WHAT YOU ARE ASKED TO DO – Copy the listing below line for line, with no changes.

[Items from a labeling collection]
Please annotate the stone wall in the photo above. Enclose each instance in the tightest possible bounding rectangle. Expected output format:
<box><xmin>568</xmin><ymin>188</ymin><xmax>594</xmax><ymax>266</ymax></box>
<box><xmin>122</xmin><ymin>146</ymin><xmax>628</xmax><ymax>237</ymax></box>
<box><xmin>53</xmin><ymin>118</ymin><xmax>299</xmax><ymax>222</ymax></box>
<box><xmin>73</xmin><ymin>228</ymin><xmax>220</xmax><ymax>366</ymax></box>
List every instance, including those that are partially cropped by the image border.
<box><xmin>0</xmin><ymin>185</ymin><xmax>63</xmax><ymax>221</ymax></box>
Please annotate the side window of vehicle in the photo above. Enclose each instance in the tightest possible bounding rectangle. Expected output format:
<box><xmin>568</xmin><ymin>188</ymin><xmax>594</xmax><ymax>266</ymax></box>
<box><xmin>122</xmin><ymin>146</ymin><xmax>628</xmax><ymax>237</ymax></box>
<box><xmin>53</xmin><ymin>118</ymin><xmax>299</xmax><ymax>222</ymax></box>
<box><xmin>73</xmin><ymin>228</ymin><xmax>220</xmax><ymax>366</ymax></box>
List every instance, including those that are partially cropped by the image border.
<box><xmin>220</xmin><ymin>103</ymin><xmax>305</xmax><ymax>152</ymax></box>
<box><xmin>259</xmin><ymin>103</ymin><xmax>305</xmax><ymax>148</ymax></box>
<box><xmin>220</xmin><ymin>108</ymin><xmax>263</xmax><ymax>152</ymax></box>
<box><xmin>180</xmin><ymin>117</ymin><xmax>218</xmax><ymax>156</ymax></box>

ANSWER TO THIS PROBLEM –
Please annotate the stone wall in the photo above. Enclose each instance in the tightest possible bounding rectangle. Expected output format:
<box><xmin>568</xmin><ymin>188</ymin><xmax>594</xmax><ymax>266</ymax></box>
<box><xmin>122</xmin><ymin>146</ymin><xmax>628</xmax><ymax>237</ymax></box>
<box><xmin>53</xmin><ymin>118</ymin><xmax>299</xmax><ymax>222</ymax></box>
<box><xmin>73</xmin><ymin>228</ymin><xmax>220</xmax><ymax>366</ymax></box>
List every instance, including those that are partially cropped by the image border.
<box><xmin>0</xmin><ymin>185</ymin><xmax>63</xmax><ymax>221</ymax></box>
Please annotate the side window of vehicle in the photo above. Enclose each instance in the tightest possible bounding rectangle. Expected output format:
<box><xmin>568</xmin><ymin>188</ymin><xmax>594</xmax><ymax>266</ymax></box>
<box><xmin>122</xmin><ymin>146</ymin><xmax>628</xmax><ymax>237</ymax></box>
<box><xmin>53</xmin><ymin>118</ymin><xmax>299</xmax><ymax>222</ymax></box>
<box><xmin>73</xmin><ymin>228</ymin><xmax>220</xmax><ymax>366</ymax></box>
List every instance, including those that are partially cropped by the image border.
<box><xmin>220</xmin><ymin>103</ymin><xmax>305</xmax><ymax>152</ymax></box>
<box><xmin>259</xmin><ymin>103</ymin><xmax>305</xmax><ymax>148</ymax></box>
<box><xmin>220</xmin><ymin>108</ymin><xmax>263</xmax><ymax>152</ymax></box>
<box><xmin>180</xmin><ymin>117</ymin><xmax>218</xmax><ymax>156</ymax></box>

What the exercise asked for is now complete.